■ Description of the task ■
Copy out every line of the material below that contains the string "street", matching case exactly.

(Bounding-box records)

----------

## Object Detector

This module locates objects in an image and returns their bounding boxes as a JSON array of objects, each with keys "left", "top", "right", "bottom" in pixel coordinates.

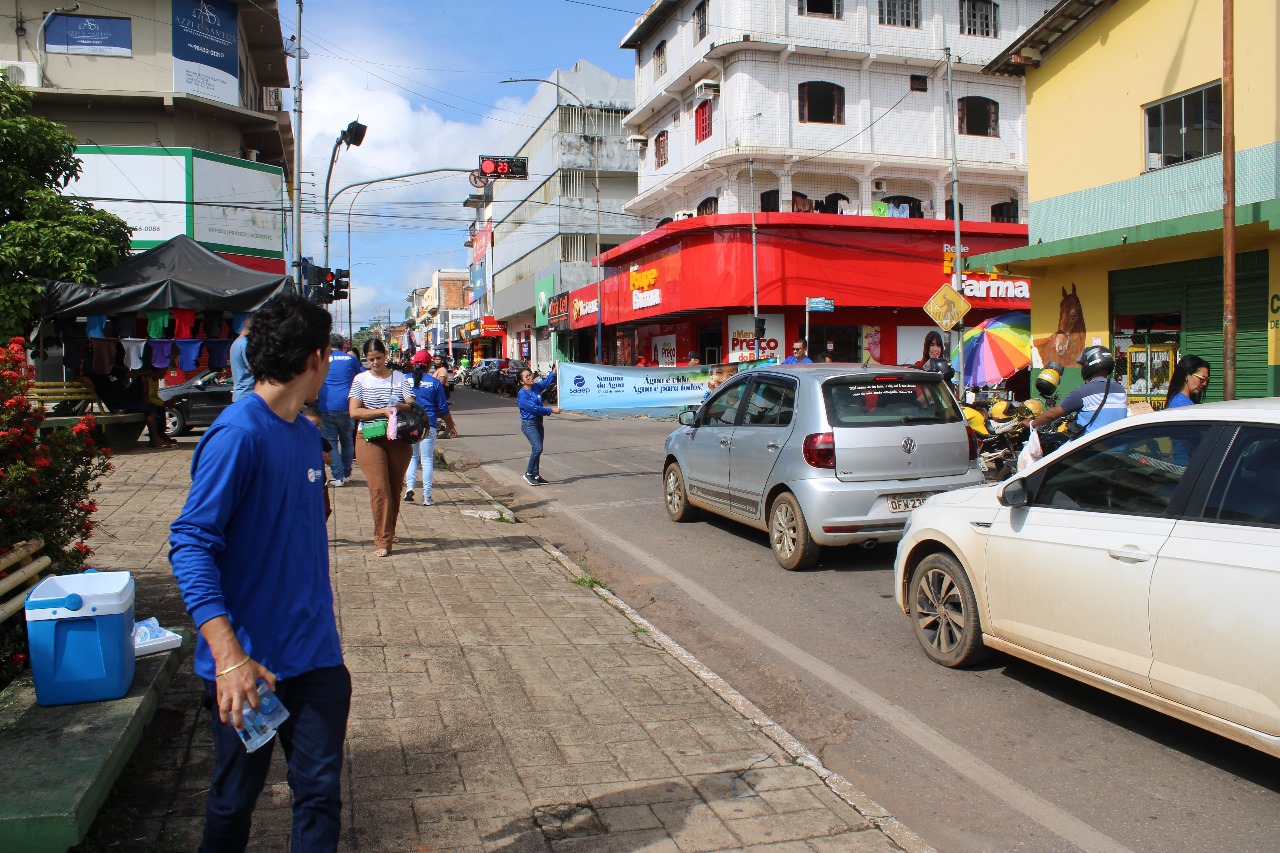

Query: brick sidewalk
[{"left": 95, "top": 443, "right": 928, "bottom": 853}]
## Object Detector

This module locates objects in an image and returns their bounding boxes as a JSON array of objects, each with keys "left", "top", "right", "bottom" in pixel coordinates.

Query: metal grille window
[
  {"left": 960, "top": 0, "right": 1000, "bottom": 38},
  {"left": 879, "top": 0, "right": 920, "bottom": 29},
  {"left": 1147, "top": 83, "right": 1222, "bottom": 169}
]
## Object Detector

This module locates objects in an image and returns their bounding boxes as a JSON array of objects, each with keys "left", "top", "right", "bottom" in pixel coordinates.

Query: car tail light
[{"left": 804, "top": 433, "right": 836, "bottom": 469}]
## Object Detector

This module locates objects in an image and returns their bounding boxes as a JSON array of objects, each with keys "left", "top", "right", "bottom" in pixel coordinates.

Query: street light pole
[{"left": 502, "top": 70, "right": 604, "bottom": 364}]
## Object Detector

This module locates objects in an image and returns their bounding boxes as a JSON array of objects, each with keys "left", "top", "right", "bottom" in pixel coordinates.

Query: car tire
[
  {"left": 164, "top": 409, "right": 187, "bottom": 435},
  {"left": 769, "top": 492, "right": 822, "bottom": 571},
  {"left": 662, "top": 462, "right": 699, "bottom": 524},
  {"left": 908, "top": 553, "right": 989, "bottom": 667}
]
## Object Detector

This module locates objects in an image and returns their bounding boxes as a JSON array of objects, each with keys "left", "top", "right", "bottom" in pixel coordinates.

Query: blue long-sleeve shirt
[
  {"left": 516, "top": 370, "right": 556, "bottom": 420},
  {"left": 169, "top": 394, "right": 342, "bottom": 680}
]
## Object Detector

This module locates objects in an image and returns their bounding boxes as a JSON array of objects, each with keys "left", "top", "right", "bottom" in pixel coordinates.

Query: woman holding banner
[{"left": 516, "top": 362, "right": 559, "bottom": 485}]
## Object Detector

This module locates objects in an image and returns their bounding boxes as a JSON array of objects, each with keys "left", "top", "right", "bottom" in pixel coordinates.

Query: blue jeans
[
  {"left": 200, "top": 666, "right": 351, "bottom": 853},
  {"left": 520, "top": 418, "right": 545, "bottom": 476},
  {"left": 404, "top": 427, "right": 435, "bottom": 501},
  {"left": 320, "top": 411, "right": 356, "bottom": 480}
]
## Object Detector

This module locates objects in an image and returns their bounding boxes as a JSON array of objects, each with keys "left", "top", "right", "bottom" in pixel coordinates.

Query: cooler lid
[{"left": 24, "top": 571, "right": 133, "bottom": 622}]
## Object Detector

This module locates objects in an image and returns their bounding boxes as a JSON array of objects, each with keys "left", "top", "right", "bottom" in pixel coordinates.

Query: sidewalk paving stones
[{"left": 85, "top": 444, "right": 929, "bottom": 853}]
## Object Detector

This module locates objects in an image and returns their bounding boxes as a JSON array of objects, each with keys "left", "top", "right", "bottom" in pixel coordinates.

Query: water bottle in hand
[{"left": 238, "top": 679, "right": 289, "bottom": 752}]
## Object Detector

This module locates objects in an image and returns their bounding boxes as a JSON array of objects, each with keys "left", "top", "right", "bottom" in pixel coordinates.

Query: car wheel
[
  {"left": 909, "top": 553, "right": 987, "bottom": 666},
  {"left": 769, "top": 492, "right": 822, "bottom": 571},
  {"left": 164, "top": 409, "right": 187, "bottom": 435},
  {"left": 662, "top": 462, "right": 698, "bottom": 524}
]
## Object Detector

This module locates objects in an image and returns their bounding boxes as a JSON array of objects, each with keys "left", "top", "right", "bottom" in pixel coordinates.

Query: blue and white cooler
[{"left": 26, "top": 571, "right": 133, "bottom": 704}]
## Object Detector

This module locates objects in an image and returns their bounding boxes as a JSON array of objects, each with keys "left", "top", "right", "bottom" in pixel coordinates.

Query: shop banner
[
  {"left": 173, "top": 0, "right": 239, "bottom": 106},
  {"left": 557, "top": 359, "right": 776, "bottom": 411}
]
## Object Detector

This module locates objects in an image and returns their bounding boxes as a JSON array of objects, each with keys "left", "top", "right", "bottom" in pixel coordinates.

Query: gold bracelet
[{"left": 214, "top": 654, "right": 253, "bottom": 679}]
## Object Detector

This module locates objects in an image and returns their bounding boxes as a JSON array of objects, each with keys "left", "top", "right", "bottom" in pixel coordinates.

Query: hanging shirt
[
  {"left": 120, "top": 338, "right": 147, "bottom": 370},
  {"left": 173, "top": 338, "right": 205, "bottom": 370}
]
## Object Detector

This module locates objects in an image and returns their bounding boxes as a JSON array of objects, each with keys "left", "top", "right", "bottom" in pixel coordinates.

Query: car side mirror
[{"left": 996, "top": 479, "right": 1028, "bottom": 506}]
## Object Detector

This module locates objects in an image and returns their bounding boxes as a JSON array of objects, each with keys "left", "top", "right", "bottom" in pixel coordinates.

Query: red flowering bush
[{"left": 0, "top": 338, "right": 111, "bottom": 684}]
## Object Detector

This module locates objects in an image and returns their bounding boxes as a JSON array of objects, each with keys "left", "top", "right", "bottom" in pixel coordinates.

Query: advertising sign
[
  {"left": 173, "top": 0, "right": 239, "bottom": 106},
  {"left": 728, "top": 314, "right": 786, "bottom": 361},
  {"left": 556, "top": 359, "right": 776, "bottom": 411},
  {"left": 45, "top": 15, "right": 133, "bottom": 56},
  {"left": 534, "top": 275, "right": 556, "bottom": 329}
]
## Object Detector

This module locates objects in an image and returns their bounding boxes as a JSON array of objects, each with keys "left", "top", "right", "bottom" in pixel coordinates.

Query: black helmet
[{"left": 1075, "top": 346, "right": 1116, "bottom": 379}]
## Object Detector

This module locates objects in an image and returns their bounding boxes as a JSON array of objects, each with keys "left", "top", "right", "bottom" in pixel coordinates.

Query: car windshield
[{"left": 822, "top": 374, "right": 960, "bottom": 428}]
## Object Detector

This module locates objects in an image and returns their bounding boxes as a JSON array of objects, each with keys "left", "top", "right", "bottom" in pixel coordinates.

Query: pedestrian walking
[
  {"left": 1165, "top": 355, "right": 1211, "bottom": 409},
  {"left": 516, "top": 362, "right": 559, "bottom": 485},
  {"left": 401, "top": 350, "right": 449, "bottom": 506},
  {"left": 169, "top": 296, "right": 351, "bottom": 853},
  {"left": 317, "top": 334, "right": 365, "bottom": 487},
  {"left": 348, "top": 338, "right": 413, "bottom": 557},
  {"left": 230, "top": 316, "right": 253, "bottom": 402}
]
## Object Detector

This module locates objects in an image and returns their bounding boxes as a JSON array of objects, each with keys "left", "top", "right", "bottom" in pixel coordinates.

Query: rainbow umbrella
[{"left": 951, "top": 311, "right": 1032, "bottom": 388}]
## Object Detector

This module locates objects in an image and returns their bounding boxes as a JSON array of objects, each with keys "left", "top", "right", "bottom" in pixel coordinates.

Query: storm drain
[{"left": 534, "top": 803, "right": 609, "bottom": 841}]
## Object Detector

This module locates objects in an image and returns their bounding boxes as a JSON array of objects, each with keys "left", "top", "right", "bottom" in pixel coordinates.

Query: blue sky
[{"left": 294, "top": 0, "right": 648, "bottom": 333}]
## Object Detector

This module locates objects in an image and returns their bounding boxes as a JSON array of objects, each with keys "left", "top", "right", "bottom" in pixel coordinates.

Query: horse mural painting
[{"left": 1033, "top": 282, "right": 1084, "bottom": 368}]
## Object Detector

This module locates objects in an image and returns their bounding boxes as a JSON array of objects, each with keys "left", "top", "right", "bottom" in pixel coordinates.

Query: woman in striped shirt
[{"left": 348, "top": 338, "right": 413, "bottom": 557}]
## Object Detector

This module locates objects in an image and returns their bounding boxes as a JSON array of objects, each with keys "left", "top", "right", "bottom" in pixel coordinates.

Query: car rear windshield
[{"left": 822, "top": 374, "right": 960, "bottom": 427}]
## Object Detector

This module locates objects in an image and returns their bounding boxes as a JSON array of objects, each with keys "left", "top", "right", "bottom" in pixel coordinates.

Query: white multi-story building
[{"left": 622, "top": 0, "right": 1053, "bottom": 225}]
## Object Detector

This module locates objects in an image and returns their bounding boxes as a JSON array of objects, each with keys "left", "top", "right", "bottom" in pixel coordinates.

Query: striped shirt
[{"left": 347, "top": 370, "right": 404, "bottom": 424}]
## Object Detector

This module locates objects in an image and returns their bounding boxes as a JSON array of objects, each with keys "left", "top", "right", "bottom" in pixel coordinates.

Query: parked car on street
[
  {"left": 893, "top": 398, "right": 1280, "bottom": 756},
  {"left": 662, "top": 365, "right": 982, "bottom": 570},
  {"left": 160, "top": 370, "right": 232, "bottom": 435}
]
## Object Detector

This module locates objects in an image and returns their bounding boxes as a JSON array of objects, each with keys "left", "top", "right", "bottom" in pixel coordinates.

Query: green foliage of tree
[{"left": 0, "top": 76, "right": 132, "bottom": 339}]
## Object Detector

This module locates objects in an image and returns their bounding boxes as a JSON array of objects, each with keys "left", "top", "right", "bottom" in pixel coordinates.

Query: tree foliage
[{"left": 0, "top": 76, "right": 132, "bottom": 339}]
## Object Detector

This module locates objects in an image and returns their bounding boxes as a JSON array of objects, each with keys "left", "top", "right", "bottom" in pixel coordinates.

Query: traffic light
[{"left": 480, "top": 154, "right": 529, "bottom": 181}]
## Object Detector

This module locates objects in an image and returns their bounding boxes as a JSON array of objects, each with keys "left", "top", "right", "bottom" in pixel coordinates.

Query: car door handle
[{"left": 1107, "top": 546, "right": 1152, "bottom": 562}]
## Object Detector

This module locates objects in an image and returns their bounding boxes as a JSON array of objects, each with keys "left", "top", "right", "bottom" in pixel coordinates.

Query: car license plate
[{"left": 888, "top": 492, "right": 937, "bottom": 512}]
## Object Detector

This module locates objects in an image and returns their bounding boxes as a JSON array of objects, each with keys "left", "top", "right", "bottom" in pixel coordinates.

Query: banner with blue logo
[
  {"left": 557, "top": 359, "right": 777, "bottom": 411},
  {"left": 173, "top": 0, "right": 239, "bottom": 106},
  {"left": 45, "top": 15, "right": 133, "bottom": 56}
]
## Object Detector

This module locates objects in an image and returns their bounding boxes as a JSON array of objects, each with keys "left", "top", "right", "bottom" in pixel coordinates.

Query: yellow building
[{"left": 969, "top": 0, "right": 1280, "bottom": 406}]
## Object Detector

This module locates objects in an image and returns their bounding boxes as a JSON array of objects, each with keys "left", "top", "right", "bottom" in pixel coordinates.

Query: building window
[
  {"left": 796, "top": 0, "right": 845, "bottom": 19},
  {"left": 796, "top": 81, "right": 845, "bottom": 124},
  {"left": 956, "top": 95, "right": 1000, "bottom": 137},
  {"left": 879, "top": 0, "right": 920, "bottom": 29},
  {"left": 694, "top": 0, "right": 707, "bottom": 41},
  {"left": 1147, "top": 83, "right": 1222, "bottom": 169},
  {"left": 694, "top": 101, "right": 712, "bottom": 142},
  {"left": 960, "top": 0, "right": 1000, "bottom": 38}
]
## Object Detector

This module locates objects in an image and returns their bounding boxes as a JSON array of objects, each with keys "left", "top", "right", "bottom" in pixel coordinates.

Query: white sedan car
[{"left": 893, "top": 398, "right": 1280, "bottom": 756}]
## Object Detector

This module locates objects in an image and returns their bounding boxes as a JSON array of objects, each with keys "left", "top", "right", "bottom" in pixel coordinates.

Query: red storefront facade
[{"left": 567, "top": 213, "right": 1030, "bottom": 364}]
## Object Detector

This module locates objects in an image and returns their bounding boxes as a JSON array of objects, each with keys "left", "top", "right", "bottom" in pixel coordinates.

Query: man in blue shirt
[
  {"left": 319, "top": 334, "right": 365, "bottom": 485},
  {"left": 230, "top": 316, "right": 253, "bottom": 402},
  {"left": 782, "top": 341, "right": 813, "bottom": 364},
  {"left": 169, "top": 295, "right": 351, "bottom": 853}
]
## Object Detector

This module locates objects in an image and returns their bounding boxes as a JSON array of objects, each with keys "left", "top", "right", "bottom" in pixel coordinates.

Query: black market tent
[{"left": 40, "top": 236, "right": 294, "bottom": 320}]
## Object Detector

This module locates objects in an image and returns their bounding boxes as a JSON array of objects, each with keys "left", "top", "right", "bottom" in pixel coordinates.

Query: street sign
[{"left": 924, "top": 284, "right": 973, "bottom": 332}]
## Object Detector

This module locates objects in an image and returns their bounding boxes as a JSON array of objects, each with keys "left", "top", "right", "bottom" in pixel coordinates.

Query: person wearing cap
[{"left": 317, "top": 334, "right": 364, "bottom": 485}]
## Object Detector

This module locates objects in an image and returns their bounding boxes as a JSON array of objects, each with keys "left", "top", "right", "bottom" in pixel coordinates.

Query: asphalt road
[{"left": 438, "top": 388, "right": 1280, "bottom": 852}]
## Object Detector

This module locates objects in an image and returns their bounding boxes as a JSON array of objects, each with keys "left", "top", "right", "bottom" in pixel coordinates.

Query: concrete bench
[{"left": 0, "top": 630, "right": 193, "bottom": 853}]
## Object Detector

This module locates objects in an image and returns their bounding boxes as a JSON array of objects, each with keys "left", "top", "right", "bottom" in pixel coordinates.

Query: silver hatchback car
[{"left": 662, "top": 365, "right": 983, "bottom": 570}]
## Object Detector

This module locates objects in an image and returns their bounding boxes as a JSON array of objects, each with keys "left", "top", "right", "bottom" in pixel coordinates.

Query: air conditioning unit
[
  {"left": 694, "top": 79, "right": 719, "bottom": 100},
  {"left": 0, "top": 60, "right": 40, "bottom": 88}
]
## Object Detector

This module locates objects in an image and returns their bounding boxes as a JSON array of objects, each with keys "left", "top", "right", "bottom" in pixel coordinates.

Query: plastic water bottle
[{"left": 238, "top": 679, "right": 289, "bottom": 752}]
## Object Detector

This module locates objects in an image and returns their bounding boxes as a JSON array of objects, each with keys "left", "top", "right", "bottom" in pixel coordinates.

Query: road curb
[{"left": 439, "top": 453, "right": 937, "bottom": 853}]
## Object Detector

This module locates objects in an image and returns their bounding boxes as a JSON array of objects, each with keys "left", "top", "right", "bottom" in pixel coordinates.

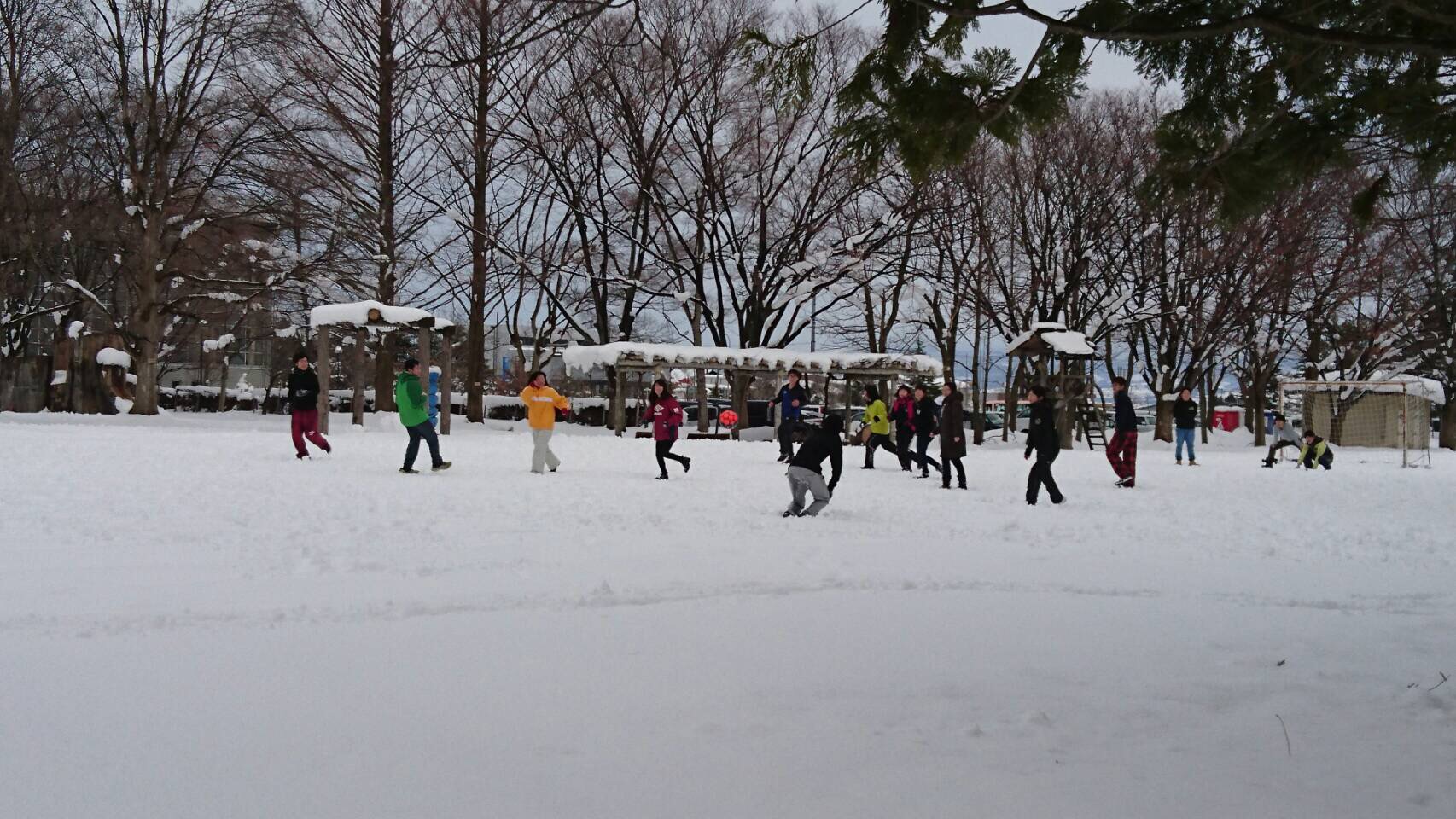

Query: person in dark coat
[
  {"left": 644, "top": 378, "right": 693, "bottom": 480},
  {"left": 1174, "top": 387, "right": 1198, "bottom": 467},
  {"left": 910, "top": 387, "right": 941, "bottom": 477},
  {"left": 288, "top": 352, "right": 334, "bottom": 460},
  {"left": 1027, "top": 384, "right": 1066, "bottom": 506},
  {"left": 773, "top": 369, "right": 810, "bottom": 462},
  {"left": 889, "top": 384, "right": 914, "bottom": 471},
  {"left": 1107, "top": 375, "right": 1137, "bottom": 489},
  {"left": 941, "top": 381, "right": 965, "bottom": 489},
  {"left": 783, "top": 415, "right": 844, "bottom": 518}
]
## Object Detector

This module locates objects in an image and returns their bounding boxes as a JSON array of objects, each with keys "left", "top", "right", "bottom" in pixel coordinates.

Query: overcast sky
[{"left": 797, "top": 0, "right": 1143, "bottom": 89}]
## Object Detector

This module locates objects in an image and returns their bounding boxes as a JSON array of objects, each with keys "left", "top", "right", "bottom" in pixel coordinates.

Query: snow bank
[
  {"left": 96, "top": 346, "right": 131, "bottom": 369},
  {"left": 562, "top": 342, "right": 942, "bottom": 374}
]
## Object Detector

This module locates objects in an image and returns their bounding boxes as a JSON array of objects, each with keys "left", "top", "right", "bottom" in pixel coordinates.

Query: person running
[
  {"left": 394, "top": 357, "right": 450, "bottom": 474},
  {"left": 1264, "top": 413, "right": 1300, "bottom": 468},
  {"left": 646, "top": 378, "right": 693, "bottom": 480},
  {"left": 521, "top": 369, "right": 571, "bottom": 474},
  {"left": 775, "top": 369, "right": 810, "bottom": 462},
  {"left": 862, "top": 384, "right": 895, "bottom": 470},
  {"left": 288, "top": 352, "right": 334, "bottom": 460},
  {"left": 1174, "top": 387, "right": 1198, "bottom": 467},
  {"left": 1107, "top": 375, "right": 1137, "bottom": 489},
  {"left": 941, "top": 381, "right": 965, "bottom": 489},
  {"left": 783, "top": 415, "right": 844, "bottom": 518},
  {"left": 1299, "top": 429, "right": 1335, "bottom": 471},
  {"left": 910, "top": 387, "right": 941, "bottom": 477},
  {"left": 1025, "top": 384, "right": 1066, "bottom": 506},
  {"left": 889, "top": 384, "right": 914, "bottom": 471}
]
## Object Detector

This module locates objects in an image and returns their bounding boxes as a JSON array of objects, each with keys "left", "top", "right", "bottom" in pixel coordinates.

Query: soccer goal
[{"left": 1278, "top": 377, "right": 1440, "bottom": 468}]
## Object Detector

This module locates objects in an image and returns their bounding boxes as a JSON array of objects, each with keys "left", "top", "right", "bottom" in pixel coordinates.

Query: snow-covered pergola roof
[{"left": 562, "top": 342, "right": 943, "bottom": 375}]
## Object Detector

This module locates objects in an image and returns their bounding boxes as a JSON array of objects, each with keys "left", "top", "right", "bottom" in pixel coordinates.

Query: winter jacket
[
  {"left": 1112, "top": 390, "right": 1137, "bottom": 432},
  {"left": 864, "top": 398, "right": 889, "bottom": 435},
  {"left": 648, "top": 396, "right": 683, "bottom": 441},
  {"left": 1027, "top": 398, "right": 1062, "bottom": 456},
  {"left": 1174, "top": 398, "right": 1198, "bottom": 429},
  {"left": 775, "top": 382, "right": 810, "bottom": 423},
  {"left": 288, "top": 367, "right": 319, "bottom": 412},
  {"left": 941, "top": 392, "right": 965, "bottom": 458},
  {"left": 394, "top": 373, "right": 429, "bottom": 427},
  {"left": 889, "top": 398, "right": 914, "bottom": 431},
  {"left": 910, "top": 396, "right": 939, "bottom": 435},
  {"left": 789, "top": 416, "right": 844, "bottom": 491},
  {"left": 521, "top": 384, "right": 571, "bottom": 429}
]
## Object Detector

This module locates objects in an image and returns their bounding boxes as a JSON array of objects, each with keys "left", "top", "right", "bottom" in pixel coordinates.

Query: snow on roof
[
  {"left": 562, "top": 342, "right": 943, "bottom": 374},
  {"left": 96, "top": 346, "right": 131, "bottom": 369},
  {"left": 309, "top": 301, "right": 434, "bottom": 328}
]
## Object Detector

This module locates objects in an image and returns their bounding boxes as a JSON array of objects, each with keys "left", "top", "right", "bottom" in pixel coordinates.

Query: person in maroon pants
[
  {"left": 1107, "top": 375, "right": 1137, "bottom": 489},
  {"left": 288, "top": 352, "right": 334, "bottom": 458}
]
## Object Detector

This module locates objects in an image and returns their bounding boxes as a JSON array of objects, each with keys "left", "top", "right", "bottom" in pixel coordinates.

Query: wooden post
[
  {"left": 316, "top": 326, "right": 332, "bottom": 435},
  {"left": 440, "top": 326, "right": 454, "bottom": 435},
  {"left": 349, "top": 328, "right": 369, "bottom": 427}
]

----------

■ Exercise answer ■
Query: street light pole
Query: parked car on street
Query: street sign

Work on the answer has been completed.